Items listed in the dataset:
....................
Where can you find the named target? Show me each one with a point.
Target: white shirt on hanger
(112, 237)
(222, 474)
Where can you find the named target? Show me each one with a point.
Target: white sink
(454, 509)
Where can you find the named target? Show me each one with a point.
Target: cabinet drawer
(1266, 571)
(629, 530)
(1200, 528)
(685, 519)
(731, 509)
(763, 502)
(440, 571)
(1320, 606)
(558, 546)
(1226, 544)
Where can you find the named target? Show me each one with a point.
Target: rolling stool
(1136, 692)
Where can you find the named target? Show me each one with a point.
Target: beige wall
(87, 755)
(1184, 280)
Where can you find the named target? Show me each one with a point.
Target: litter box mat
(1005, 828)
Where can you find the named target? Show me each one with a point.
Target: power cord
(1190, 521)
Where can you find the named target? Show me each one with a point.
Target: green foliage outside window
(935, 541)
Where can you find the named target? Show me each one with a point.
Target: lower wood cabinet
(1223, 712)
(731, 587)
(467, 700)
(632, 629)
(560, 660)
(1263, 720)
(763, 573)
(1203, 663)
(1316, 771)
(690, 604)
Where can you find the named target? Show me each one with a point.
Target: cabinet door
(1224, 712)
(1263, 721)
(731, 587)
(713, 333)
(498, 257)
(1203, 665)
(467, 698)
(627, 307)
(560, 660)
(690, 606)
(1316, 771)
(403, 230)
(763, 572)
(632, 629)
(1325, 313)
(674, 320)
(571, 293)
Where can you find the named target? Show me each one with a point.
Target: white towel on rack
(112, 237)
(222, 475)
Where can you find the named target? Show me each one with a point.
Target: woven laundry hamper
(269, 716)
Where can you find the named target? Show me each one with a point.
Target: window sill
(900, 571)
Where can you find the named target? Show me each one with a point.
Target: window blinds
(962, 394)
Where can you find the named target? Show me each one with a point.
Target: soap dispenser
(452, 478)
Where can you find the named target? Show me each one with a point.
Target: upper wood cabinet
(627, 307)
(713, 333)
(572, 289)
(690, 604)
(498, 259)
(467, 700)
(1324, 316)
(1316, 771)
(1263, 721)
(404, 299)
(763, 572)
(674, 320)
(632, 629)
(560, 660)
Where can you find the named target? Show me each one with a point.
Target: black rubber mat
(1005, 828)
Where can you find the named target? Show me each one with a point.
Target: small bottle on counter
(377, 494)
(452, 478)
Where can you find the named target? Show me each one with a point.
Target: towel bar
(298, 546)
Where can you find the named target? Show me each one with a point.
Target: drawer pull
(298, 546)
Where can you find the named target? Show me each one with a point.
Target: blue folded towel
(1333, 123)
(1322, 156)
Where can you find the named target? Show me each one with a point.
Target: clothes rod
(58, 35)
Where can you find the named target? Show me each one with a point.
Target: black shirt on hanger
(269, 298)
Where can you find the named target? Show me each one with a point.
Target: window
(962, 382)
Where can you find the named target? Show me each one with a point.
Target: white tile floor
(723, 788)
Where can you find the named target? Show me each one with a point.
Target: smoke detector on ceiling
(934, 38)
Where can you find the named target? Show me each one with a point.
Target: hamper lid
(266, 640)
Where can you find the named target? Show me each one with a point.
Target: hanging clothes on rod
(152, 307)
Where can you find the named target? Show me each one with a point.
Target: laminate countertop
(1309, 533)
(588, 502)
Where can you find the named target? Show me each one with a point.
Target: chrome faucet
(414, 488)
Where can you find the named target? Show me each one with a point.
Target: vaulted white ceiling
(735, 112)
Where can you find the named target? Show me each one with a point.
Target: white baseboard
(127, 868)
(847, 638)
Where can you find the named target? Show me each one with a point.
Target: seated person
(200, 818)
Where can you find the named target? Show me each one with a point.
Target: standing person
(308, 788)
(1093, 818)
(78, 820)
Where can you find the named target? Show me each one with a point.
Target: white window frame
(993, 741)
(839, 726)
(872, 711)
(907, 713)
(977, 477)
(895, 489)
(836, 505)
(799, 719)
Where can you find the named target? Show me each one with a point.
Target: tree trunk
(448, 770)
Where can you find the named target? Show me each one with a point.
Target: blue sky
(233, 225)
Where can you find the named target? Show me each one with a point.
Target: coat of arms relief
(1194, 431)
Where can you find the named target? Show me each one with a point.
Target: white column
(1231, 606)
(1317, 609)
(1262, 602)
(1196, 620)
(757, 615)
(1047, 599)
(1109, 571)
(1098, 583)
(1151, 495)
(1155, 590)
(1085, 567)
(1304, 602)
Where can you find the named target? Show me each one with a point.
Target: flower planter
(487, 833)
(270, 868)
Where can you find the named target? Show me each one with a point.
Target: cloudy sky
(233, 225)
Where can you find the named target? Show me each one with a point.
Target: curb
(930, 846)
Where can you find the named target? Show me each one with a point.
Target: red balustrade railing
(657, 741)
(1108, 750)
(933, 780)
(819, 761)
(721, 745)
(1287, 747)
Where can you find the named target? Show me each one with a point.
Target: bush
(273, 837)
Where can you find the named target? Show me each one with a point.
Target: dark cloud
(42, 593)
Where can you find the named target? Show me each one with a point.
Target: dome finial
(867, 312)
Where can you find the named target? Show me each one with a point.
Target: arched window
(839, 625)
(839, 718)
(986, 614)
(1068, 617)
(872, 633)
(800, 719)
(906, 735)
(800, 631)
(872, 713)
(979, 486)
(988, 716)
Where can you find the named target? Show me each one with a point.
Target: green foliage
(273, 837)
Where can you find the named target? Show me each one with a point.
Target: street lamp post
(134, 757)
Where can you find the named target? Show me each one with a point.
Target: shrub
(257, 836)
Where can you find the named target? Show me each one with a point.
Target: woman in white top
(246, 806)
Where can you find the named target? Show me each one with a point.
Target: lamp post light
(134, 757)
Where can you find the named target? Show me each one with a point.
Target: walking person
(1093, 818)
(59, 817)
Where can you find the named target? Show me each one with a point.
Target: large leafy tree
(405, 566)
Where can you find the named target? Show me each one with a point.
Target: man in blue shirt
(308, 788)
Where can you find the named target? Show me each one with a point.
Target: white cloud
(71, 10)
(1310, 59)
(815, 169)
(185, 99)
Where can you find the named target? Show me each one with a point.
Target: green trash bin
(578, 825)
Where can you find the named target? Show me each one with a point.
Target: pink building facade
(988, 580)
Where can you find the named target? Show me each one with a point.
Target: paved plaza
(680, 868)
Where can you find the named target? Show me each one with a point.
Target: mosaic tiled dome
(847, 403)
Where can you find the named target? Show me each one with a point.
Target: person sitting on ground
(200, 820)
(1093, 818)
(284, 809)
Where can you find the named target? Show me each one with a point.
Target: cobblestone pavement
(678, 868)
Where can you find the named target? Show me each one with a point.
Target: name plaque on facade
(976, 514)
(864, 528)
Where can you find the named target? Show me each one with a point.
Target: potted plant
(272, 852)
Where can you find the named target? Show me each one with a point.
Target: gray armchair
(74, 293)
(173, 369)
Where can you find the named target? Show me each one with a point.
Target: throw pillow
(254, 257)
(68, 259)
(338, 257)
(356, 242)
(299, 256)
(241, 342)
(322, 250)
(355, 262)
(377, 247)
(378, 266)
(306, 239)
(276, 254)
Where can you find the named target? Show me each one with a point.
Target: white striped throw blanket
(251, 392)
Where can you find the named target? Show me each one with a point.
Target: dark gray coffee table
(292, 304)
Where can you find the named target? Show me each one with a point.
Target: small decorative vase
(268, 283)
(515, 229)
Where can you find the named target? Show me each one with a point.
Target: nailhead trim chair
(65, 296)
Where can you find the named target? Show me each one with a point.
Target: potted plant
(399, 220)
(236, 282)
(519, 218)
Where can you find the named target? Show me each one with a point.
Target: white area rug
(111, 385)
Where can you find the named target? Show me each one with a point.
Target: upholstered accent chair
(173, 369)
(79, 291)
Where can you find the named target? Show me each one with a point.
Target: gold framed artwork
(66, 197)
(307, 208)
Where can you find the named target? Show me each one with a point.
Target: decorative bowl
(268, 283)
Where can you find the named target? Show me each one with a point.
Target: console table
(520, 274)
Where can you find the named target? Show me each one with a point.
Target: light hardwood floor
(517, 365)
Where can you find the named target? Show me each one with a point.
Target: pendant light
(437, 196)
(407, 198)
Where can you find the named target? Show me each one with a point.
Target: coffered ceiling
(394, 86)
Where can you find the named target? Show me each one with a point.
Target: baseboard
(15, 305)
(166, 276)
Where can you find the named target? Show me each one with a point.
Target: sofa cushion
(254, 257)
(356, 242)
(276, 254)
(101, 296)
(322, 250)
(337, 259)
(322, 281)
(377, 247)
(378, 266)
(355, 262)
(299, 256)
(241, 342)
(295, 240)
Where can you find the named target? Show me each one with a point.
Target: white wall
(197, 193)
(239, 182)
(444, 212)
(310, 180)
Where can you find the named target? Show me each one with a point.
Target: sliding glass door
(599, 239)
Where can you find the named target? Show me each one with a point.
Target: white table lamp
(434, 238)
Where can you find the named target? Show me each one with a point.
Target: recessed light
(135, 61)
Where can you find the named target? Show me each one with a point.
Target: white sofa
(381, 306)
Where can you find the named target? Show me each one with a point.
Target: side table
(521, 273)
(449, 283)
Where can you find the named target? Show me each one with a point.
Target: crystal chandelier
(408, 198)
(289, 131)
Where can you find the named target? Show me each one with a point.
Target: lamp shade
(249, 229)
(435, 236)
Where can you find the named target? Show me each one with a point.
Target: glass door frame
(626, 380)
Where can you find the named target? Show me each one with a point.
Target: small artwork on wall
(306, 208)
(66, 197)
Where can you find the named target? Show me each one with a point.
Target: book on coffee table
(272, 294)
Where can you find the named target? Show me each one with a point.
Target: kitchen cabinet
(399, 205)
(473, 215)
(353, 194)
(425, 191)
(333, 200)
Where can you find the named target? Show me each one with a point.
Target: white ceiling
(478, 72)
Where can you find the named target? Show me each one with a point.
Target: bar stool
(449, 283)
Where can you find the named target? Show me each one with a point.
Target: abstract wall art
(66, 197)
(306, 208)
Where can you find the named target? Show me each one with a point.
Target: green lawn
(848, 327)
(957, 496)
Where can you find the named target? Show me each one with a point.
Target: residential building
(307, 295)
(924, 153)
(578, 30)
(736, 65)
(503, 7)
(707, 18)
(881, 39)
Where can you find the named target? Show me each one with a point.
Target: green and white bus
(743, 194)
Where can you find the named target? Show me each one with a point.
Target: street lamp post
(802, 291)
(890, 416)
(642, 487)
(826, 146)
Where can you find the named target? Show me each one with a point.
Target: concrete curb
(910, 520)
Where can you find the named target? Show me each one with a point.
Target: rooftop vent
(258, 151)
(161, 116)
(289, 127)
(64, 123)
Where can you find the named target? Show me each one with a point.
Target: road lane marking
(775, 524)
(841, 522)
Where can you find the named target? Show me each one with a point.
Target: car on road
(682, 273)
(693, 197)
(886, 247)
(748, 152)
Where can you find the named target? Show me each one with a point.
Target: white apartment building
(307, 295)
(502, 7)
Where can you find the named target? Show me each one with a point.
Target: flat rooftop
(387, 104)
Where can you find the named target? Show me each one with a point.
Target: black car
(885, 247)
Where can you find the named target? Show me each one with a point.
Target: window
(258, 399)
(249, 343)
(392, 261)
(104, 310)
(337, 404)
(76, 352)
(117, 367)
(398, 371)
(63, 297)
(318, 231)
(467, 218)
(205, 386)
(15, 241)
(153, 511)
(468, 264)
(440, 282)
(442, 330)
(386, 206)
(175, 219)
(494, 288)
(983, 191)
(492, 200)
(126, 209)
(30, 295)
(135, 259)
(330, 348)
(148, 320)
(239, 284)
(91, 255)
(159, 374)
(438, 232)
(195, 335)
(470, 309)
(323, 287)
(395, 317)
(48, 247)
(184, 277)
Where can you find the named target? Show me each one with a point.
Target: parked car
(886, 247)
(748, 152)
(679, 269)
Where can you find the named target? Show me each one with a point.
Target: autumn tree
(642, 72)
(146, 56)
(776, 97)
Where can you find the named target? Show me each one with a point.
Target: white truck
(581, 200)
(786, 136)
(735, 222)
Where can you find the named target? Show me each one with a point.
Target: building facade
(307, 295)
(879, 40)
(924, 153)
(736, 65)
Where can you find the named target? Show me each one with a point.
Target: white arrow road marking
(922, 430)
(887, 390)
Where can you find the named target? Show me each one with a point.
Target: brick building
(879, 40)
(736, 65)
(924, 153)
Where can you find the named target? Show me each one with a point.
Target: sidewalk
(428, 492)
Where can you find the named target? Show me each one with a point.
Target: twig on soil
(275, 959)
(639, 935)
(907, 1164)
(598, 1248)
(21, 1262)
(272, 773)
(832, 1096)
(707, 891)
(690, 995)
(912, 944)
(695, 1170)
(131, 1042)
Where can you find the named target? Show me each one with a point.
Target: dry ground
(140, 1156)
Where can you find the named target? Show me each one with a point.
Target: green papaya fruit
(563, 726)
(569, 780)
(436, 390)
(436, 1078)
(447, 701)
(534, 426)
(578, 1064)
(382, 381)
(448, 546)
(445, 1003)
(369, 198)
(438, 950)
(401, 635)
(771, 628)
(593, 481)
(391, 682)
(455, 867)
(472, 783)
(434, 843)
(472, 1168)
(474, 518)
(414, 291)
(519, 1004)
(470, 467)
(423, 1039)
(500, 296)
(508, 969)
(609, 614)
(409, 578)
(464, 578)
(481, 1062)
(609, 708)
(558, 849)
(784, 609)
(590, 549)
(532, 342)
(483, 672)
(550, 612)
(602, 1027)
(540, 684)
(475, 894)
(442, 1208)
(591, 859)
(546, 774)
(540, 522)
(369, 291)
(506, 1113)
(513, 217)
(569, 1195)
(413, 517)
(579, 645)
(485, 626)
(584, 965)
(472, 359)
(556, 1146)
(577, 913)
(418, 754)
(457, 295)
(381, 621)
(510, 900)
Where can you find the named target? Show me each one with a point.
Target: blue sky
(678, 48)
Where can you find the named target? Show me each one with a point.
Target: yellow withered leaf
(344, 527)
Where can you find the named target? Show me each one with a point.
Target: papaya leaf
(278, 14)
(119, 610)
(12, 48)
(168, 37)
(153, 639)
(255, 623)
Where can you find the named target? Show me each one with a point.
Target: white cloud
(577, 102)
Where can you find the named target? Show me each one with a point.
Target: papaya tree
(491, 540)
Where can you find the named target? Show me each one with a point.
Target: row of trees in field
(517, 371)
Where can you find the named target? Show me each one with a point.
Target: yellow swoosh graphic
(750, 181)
....................
### Set exercise
Report every line of the data above that contains the string "sofa", copying each such line in full.

### Full output
Target: sofa cushion
Target: white sofa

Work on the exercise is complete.